Records from a dataset:
• • • • • • •

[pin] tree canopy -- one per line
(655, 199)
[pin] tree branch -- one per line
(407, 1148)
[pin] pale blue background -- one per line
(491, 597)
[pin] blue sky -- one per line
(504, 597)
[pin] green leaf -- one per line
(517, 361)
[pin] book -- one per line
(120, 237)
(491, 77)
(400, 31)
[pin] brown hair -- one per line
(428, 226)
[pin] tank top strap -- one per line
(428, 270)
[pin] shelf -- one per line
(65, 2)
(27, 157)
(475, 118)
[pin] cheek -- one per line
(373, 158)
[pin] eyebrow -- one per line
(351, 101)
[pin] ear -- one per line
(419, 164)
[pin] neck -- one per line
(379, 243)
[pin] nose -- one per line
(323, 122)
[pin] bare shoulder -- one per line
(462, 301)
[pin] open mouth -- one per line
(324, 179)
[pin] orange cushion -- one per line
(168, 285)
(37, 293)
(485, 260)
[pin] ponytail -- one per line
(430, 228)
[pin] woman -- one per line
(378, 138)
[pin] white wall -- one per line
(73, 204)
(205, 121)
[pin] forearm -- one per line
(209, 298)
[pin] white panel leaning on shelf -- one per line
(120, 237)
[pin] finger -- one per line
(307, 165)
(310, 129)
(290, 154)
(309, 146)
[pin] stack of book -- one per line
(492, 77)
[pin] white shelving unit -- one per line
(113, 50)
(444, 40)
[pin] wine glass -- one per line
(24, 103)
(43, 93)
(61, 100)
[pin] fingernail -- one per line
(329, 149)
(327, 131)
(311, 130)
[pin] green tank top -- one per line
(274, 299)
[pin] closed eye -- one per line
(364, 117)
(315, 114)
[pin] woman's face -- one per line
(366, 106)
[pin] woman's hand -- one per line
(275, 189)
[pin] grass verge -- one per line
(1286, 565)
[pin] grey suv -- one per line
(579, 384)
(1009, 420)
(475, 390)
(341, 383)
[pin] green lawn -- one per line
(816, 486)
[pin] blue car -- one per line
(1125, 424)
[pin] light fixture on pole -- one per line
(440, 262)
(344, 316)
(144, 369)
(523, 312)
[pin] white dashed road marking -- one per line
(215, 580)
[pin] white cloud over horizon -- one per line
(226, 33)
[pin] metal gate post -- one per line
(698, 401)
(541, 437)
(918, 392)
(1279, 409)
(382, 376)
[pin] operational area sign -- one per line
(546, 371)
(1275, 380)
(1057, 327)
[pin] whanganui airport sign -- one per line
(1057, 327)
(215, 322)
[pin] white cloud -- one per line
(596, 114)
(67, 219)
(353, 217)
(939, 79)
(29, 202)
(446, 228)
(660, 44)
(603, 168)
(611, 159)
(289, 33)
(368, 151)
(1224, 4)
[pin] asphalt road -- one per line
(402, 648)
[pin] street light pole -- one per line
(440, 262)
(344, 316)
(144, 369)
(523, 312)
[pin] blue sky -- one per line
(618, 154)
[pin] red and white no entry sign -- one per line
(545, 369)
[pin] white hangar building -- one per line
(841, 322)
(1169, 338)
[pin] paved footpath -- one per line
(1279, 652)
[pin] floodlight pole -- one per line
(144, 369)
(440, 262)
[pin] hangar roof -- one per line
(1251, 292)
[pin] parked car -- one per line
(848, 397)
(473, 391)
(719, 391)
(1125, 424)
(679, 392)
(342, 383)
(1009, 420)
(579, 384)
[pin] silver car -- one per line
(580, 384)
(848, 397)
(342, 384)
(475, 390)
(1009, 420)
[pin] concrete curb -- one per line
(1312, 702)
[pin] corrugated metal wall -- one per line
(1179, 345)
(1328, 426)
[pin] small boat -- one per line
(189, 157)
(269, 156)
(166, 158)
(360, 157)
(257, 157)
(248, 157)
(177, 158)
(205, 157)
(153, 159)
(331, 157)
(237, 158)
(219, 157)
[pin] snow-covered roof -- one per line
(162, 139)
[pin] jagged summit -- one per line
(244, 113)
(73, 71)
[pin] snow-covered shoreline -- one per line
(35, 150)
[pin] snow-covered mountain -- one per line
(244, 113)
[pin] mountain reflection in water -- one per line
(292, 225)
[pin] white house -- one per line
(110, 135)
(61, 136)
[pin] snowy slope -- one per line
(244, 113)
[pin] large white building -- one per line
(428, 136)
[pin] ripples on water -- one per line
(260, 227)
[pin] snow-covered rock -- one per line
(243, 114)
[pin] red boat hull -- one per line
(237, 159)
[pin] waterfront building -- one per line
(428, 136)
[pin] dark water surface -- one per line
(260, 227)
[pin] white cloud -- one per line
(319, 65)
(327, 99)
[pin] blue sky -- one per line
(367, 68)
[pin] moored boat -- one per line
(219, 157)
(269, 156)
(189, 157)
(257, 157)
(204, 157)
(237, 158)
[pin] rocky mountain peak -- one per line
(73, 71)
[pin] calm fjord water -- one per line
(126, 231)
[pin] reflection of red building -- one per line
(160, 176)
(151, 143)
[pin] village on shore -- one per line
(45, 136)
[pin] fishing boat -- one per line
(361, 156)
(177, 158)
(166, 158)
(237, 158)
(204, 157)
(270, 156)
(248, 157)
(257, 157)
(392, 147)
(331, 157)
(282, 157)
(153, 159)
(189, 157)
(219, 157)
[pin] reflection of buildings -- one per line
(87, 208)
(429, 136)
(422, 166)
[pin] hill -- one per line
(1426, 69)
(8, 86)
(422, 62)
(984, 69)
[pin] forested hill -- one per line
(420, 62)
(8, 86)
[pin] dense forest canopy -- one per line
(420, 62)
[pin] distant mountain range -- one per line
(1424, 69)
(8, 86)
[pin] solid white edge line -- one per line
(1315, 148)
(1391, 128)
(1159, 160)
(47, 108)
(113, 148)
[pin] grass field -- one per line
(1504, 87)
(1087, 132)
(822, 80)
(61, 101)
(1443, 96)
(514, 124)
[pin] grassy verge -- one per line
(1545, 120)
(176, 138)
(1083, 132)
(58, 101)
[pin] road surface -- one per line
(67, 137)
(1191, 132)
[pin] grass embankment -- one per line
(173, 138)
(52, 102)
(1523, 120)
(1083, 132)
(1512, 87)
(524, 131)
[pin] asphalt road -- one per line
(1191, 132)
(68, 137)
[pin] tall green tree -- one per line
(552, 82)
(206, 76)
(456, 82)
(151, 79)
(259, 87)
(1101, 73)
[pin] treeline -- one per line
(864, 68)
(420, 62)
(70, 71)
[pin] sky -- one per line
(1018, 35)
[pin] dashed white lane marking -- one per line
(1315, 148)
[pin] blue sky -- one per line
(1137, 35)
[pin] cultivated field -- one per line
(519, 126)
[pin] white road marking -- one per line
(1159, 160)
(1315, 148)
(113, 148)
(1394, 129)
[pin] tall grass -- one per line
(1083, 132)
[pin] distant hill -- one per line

• • • • • • •

**Work item:** Exactly the lines from the one containing "[pin] grassy verge -- one per line" to the last line of the entries above must be duplicated, with both of those lines included and nothing more.

**Response below:**
[pin] grassy verge -- one per line
(1545, 120)
(176, 138)
(1083, 132)
(58, 101)
[pin] road surface -- one per line
(67, 137)
(1191, 132)
[pin] grass embankment -- one per line
(173, 138)
(52, 102)
(1523, 120)
(1083, 132)
(1512, 87)
(524, 131)
[pin] asphalt road -- one per line
(1191, 132)
(68, 137)
[pin] tall green tree -- one per line
(552, 82)
(206, 76)
(456, 82)
(151, 79)
(259, 87)
(1101, 73)
[pin] treeline -- one per line
(864, 68)
(420, 62)
(70, 71)
[pin] sky -- one per line
(1018, 35)
[pin] dashed white lane marking -- one per line
(1315, 148)
[pin] blue sky -- one per line
(1137, 35)
[pin] cultivated field -- one per line
(519, 126)
[pin] white road marking -- one per line
(1159, 160)
(1315, 148)
(113, 148)
(1394, 129)
[pin] tall grass -- one per line
(1083, 132)
[pin] distant hill -- one per line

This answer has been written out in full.